■ **Exercise goal**
Go through the data below. Pull out every line that has the word "with".

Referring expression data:
§

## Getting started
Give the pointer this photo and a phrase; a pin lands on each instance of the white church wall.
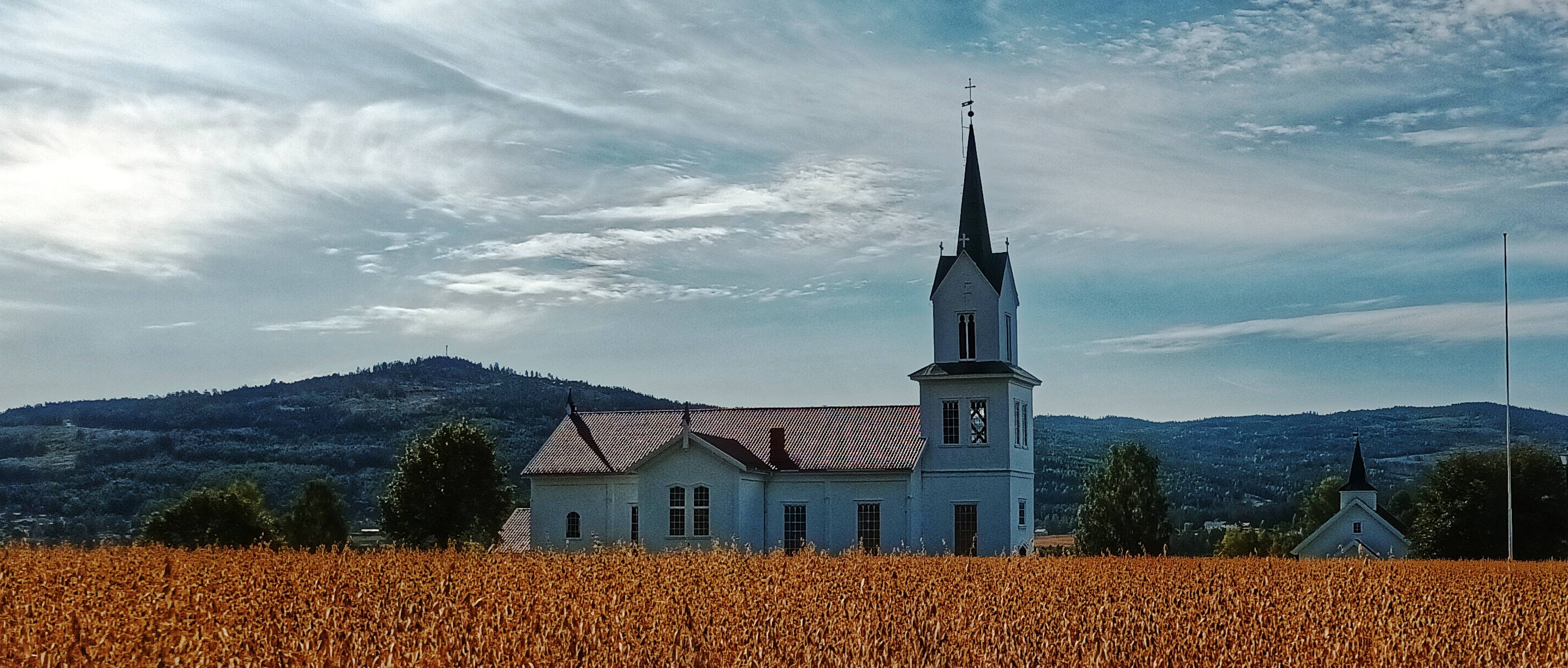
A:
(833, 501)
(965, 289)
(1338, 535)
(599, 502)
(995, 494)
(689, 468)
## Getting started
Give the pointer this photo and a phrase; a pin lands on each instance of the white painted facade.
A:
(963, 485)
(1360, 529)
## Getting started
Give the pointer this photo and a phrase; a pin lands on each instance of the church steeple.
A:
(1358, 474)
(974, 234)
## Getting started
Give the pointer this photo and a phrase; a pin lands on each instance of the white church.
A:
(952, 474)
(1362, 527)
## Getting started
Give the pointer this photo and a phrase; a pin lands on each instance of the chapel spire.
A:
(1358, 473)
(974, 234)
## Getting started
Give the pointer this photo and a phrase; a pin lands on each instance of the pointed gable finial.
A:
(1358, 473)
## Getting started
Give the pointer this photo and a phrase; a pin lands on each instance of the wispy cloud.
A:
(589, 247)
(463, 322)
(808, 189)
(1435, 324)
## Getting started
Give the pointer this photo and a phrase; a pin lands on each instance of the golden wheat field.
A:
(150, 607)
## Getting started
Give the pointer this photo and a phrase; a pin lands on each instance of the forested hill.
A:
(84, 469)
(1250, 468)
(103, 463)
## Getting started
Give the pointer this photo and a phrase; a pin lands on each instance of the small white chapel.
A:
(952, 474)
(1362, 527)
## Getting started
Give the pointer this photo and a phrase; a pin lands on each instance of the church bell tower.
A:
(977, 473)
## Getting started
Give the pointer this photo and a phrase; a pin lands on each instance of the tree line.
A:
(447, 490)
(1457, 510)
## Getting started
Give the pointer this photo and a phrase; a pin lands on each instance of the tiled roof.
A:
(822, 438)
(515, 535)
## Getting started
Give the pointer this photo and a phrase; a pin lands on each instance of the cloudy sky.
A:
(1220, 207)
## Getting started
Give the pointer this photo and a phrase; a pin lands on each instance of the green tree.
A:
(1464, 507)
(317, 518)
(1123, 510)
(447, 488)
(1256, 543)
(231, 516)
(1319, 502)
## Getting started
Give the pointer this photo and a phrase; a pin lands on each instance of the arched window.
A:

§

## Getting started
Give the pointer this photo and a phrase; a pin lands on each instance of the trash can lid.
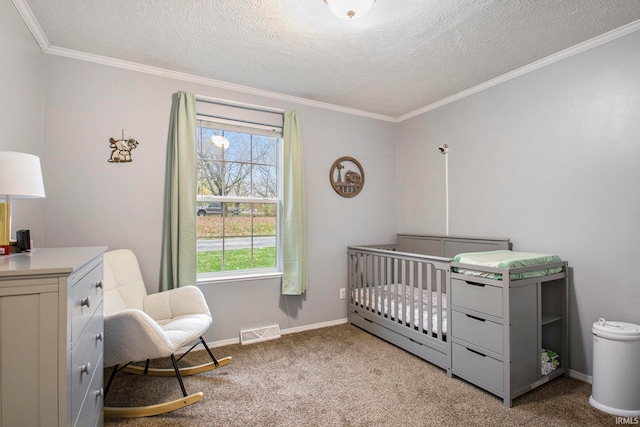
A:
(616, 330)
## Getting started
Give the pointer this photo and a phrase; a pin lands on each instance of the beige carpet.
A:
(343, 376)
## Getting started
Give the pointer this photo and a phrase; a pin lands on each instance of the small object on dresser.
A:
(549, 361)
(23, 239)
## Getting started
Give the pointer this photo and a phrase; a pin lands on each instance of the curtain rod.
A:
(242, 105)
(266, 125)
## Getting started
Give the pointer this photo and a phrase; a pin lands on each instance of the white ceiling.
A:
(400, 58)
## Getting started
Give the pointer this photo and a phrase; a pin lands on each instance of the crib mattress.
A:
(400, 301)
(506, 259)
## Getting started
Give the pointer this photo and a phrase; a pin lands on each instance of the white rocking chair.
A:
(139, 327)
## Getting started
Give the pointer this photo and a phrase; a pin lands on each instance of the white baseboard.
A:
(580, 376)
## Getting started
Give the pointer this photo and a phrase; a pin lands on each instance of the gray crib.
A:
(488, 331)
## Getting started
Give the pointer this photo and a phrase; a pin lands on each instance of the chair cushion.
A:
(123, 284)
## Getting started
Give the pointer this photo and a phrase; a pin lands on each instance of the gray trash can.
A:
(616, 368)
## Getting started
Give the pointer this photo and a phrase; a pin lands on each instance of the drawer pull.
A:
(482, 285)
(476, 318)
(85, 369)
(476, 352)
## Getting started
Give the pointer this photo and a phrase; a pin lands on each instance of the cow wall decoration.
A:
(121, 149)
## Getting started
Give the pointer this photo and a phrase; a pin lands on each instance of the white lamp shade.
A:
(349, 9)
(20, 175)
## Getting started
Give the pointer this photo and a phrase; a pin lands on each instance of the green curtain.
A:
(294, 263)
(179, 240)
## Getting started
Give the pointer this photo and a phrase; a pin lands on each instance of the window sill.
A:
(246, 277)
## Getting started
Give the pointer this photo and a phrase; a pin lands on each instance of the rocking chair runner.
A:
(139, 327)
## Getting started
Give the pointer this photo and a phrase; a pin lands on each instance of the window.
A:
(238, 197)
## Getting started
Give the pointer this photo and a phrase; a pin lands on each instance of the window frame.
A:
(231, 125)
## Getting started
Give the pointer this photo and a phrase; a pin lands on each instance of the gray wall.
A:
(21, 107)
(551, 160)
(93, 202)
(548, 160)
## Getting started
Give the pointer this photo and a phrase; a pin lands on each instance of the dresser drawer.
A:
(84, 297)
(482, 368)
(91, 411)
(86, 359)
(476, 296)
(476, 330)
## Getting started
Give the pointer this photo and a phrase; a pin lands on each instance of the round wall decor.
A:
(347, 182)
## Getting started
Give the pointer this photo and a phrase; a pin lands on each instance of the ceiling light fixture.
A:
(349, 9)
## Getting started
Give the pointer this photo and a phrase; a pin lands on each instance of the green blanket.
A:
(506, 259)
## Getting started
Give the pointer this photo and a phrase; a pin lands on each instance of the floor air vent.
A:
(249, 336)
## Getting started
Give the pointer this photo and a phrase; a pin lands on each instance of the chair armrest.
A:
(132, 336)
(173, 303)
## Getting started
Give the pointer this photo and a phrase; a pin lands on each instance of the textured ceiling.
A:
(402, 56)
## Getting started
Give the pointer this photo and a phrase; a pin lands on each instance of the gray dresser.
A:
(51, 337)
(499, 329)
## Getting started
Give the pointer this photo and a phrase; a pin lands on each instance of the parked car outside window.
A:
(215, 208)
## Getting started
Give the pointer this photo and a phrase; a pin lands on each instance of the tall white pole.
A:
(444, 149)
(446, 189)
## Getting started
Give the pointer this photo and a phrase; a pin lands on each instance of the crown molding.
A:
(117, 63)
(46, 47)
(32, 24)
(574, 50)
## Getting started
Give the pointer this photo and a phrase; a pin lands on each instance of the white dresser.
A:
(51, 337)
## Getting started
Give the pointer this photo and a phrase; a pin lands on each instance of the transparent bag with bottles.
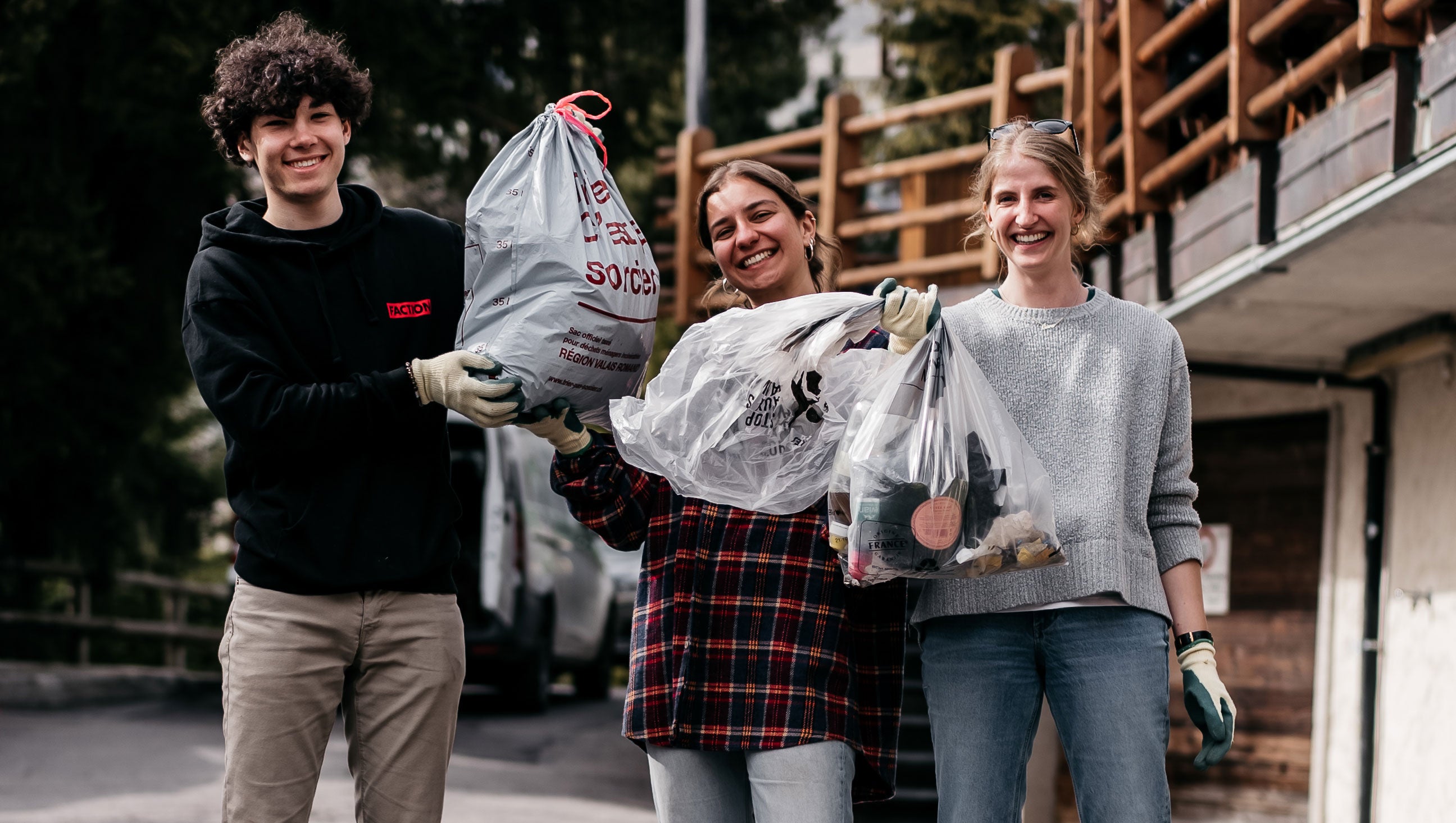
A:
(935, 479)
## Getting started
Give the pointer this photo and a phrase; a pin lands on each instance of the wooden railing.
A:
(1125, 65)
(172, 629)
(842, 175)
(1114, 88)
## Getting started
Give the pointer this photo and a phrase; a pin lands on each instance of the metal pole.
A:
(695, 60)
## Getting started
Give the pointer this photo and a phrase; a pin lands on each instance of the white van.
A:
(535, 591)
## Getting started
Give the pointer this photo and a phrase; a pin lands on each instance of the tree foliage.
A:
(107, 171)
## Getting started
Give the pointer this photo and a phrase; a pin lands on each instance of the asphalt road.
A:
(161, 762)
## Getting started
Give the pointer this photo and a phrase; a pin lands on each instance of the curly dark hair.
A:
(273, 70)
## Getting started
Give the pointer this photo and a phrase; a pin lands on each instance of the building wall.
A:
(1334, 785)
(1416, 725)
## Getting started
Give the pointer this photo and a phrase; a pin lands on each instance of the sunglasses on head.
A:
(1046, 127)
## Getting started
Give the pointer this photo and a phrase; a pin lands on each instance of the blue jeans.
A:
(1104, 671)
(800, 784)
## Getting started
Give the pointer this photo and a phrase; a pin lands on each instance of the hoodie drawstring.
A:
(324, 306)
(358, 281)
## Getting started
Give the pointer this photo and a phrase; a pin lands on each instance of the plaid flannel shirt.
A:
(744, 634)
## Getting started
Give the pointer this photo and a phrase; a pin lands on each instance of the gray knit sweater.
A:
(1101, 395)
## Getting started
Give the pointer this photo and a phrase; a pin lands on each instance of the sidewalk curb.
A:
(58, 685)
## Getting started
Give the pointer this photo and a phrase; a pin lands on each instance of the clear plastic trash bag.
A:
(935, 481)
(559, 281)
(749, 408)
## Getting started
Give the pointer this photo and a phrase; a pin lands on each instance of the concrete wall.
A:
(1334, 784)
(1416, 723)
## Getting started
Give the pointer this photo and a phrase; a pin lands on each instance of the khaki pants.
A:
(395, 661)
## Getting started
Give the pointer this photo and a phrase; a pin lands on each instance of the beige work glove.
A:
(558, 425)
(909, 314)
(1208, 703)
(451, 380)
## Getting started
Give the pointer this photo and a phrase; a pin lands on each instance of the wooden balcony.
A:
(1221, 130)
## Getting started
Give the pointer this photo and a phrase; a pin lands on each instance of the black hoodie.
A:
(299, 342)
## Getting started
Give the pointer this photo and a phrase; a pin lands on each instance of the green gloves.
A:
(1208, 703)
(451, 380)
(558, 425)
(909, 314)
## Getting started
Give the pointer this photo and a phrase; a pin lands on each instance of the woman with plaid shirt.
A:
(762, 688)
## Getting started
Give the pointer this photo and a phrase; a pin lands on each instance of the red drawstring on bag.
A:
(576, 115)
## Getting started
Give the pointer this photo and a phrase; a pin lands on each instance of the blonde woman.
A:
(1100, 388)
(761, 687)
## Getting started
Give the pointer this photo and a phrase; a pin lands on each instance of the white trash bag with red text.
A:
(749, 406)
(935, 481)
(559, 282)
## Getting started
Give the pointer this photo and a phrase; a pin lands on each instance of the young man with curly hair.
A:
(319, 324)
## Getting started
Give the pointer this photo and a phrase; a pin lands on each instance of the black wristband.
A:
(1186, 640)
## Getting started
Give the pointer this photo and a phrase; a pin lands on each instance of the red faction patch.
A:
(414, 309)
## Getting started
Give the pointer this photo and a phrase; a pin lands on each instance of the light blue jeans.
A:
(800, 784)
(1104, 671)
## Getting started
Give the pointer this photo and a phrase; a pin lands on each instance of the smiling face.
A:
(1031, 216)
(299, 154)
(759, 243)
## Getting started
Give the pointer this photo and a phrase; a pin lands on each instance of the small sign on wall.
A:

§

■ **Answer box**
Give the pointer this photo and a phrase; a pin lands on each instance of the transparent bag with bottles.
Give the pointer this photo and a phrase; a pin lands on each instance of the woman with plaid shirt.
Give the pointer this photo and a phrase; a pin lands on each instance of the white trash bag with red text.
Give the pointer this photo and a phrase; a pin lands on each instance of the young man with curly hair.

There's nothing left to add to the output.